(Saved data entries)
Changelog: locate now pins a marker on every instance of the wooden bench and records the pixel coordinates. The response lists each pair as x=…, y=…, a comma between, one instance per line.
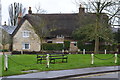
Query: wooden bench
x=52, y=57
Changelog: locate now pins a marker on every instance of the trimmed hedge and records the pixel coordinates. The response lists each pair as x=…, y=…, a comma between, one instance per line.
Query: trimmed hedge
x=52, y=46
x=90, y=47
x=66, y=45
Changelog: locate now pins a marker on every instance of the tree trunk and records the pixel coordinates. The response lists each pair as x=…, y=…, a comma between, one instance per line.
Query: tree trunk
x=96, y=50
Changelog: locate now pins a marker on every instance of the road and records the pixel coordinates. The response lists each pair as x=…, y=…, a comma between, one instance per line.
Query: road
x=98, y=76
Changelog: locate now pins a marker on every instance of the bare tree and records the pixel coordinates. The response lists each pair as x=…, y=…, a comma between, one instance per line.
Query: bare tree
x=5, y=39
x=15, y=10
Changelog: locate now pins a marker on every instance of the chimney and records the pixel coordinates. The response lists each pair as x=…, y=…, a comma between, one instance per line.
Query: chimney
x=29, y=11
x=81, y=9
x=19, y=17
x=5, y=23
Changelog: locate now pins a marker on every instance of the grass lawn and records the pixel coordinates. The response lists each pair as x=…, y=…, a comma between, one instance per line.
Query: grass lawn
x=19, y=63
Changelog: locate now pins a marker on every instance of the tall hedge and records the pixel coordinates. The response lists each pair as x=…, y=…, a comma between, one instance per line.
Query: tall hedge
x=66, y=45
x=52, y=46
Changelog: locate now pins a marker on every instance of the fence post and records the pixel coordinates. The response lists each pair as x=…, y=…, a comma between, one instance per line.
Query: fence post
x=115, y=57
x=92, y=58
x=63, y=51
x=105, y=51
x=83, y=51
x=5, y=62
x=47, y=58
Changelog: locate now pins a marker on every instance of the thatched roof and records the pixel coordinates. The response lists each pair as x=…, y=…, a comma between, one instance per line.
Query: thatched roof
x=62, y=24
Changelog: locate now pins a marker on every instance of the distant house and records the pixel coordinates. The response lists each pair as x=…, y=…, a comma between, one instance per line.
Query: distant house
x=61, y=26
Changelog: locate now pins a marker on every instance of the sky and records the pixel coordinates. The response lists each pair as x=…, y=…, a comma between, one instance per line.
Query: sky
x=50, y=6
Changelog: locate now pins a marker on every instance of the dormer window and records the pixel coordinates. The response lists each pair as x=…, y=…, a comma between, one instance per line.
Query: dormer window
x=26, y=33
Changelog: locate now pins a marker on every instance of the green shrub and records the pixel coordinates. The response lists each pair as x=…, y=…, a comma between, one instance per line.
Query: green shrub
x=52, y=46
x=66, y=45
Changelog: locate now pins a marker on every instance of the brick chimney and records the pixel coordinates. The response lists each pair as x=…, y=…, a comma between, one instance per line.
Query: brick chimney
x=29, y=11
x=81, y=9
x=19, y=17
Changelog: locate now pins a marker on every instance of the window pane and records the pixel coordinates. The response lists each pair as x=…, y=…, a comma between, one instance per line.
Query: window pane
x=26, y=46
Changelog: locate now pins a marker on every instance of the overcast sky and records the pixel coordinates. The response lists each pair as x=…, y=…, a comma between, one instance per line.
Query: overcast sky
x=51, y=6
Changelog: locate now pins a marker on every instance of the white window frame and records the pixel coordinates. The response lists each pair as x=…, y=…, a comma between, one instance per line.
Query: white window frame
x=26, y=33
x=23, y=46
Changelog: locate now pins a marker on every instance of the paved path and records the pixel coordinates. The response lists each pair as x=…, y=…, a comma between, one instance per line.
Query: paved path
x=66, y=73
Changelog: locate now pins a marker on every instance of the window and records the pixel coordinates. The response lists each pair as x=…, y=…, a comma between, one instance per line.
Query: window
x=26, y=33
x=26, y=46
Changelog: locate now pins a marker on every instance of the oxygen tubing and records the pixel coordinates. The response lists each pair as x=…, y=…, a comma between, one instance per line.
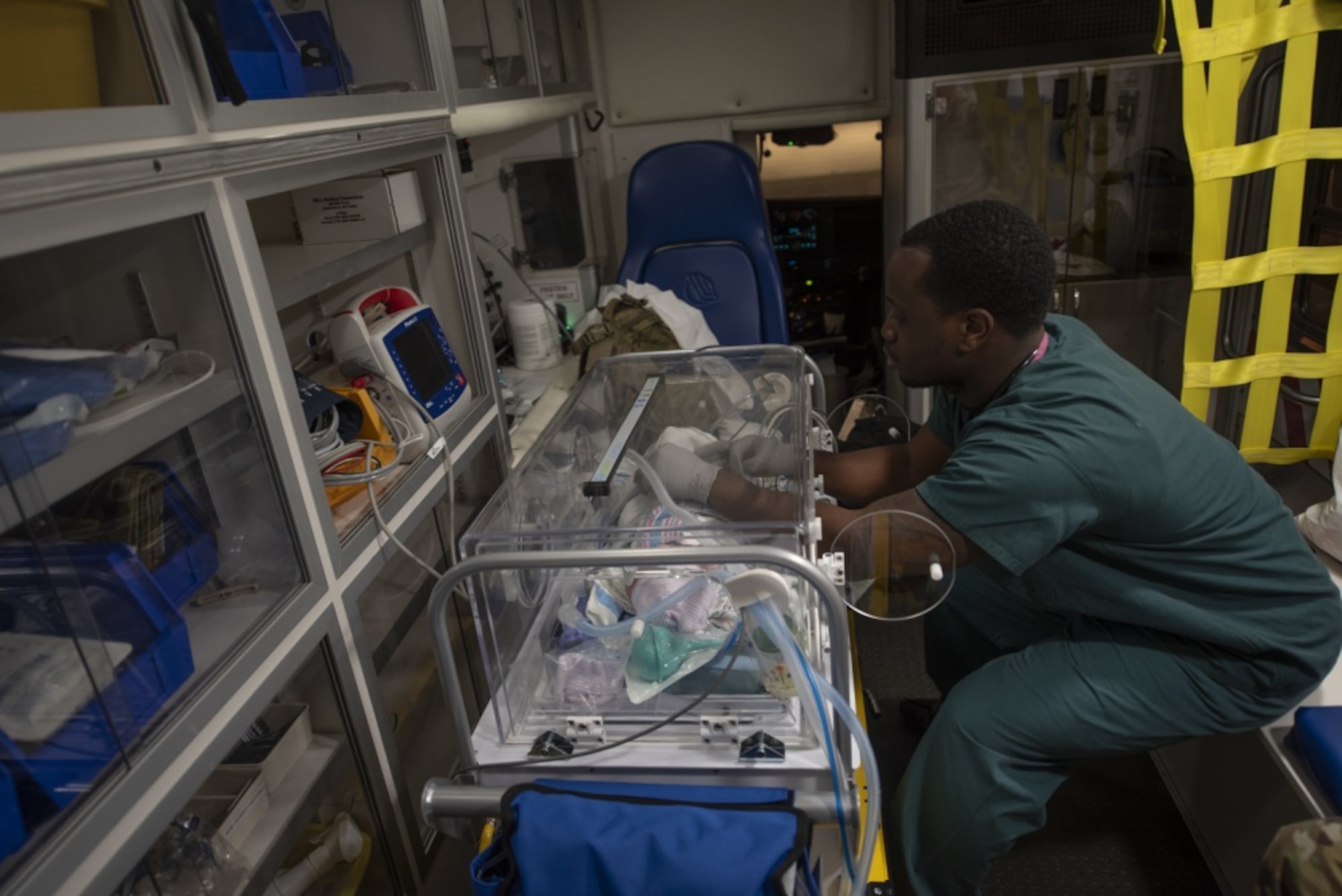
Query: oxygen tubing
x=774, y=626
x=868, y=850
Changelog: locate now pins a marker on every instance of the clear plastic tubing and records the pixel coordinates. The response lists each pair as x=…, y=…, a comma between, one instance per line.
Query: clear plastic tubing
x=570, y=615
x=664, y=496
x=776, y=630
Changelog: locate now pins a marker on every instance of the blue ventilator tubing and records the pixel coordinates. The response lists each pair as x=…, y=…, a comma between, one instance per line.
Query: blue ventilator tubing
x=774, y=626
x=572, y=618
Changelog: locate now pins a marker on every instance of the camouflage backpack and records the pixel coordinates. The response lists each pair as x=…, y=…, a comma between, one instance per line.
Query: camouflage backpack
x=627, y=325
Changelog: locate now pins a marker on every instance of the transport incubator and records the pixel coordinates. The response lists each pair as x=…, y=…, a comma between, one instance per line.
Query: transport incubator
x=627, y=636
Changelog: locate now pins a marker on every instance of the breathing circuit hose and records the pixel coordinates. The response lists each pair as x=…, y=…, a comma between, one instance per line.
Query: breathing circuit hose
x=771, y=622
x=571, y=616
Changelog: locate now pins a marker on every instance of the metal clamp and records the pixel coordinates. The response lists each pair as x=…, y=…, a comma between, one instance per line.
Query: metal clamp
x=720, y=729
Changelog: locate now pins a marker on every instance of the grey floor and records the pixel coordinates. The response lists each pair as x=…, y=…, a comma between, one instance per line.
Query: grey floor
x=1113, y=828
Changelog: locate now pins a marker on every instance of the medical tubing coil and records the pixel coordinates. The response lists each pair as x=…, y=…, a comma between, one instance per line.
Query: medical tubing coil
x=801, y=671
x=774, y=626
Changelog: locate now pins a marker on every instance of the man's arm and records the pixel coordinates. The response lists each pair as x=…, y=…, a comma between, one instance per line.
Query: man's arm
x=911, y=544
x=860, y=478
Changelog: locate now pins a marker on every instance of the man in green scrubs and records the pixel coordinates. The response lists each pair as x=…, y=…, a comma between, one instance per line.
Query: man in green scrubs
x=1125, y=580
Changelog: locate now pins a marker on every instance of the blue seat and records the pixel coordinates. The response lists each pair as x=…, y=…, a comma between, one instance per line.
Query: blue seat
x=697, y=226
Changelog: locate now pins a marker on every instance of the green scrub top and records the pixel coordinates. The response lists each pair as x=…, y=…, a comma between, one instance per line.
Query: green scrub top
x=1097, y=494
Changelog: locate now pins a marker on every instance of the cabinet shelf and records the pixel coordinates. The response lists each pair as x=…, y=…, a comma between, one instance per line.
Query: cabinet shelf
x=91, y=457
x=292, y=807
x=297, y=272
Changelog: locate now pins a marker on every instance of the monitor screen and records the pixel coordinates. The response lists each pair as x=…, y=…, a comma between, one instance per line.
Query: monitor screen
x=422, y=360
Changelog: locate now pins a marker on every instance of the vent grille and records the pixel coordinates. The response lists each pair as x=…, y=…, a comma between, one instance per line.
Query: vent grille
x=970, y=26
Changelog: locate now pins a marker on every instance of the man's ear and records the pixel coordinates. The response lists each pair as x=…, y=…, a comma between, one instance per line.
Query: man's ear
x=975, y=328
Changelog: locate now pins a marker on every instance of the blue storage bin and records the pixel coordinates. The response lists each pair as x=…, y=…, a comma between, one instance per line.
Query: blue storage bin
x=13, y=832
x=1319, y=737
x=264, y=54
x=176, y=541
x=327, y=69
x=97, y=592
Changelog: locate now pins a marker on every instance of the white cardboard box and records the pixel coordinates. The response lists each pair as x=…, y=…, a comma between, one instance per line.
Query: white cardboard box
x=296, y=732
x=359, y=210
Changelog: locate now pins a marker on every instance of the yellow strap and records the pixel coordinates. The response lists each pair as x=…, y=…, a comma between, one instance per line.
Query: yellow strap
x=1246, y=34
x=1262, y=266
x=1328, y=416
x=1207, y=89
x=1292, y=147
x=1237, y=372
x=1285, y=455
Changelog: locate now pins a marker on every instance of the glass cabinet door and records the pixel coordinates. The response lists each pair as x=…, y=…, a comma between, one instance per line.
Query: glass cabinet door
x=288, y=811
x=348, y=256
x=1013, y=139
x=144, y=530
x=1097, y=158
x=1133, y=190
x=83, y=72
x=562, y=53
x=258, y=57
x=491, y=52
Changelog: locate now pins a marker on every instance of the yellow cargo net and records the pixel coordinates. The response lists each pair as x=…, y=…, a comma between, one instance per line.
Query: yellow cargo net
x=1218, y=61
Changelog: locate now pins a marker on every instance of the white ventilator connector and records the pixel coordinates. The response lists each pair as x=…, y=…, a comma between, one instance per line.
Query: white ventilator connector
x=756, y=585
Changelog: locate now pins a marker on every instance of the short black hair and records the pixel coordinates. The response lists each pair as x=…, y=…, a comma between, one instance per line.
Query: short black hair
x=990, y=256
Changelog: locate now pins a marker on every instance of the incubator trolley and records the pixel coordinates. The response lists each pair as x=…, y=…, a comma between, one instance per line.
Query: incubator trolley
x=606, y=611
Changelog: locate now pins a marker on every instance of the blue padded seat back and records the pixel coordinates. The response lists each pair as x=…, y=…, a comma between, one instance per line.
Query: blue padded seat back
x=697, y=226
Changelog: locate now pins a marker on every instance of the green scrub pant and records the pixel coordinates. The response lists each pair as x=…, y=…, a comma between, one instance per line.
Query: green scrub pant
x=1027, y=694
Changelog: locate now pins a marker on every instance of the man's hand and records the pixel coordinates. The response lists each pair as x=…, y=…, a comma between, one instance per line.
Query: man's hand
x=752, y=457
x=685, y=474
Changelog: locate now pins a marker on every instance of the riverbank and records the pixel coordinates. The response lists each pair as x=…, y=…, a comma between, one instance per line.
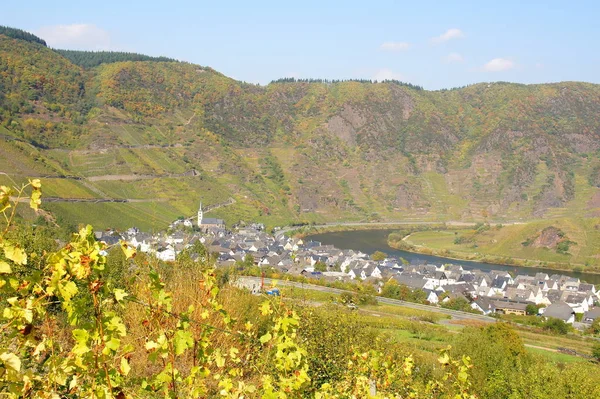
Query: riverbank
x=306, y=231
x=495, y=243
x=505, y=260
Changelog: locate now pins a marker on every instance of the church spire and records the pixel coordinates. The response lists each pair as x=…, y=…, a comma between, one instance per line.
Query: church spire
x=200, y=215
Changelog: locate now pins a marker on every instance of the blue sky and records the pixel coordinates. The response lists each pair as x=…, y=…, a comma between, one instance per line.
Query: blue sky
x=436, y=44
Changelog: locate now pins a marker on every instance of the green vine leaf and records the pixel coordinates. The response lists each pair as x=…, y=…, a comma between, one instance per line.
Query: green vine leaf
x=11, y=361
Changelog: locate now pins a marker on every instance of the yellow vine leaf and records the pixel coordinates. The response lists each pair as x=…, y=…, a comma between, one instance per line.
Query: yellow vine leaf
x=15, y=254
x=11, y=361
x=5, y=268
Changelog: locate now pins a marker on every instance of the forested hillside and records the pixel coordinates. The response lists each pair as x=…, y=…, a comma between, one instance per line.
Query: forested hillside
x=169, y=134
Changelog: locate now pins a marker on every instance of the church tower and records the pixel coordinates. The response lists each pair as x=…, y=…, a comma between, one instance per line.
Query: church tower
x=200, y=215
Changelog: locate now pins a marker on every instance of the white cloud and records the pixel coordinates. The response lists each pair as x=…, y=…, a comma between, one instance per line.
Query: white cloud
x=394, y=46
x=448, y=35
x=499, y=65
x=453, y=58
x=76, y=37
x=387, y=74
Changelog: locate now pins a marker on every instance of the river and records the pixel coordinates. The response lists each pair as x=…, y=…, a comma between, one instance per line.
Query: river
x=369, y=241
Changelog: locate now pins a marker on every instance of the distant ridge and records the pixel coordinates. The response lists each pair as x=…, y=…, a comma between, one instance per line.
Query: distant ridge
x=21, y=35
x=90, y=59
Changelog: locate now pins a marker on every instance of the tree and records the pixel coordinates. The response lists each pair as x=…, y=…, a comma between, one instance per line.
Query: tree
x=531, y=309
x=320, y=267
x=556, y=326
x=596, y=352
x=378, y=256
x=595, y=327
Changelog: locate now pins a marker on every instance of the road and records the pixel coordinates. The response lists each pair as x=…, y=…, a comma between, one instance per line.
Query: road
x=455, y=314
x=450, y=223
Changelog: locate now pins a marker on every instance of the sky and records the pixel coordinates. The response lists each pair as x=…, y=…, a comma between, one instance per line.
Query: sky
x=435, y=44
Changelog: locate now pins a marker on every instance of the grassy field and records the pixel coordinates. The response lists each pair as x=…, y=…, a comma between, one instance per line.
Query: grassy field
x=428, y=332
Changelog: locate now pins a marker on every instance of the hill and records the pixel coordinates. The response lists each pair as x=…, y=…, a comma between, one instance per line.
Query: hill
x=163, y=135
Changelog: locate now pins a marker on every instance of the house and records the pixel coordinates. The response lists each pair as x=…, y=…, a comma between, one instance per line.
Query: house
x=432, y=296
x=591, y=315
x=484, y=305
x=511, y=307
x=166, y=254
x=561, y=311
x=206, y=224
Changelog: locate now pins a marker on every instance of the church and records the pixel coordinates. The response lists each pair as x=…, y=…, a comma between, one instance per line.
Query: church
x=208, y=223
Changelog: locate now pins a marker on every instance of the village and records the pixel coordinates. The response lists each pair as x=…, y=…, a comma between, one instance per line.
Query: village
x=488, y=292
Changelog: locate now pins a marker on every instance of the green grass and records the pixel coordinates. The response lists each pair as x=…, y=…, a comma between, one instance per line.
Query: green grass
x=307, y=294
x=407, y=312
x=556, y=356
x=507, y=241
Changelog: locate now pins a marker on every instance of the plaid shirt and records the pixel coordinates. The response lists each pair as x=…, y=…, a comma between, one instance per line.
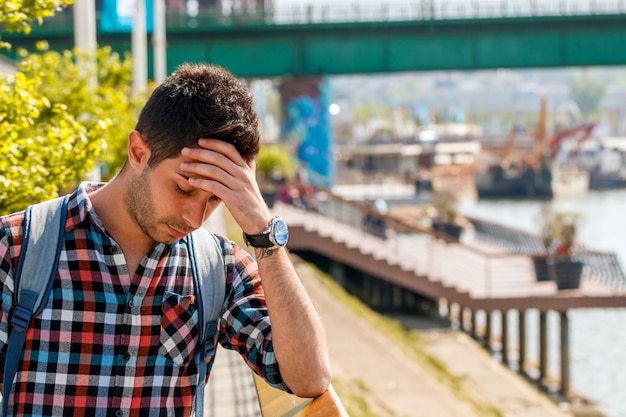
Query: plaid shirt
x=102, y=348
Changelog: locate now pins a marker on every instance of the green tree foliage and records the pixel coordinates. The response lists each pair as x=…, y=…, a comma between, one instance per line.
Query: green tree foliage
x=56, y=124
x=587, y=93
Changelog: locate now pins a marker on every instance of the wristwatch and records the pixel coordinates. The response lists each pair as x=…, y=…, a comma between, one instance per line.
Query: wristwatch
x=274, y=237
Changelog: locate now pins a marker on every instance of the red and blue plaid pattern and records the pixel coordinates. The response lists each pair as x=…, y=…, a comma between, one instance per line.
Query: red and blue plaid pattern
x=102, y=348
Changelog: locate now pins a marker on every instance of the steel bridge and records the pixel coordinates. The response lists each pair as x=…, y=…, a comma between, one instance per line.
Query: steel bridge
x=318, y=39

* WRITTEN PROBLEM
Your task is to return, exactly and on their own, the lines from the one containing "of the wristwatch" through the last line of the listing.

* TASK ANSWER
Changelog: locate now pins a marker on every instance of the wristwatch and records the pixel coordinates. The response lists each pair as x=…, y=…, a comma between, one instance per line.
Query: wristwatch
x=274, y=237
Changelog: locate now pins a marker on every instance of the red and blue plaid pattern and records the pixel coordinates. The response lists each pair as x=…, y=…, a comma between, one instance per line.
Query: red and blue plaid pattern
x=102, y=348
Changelog: locate now pins a marker on every instance of the steel bridge and records the pixel coordinates. The response lists each pair as x=…, y=…, a comma between, one instance per line.
Query: steel bridge
x=318, y=39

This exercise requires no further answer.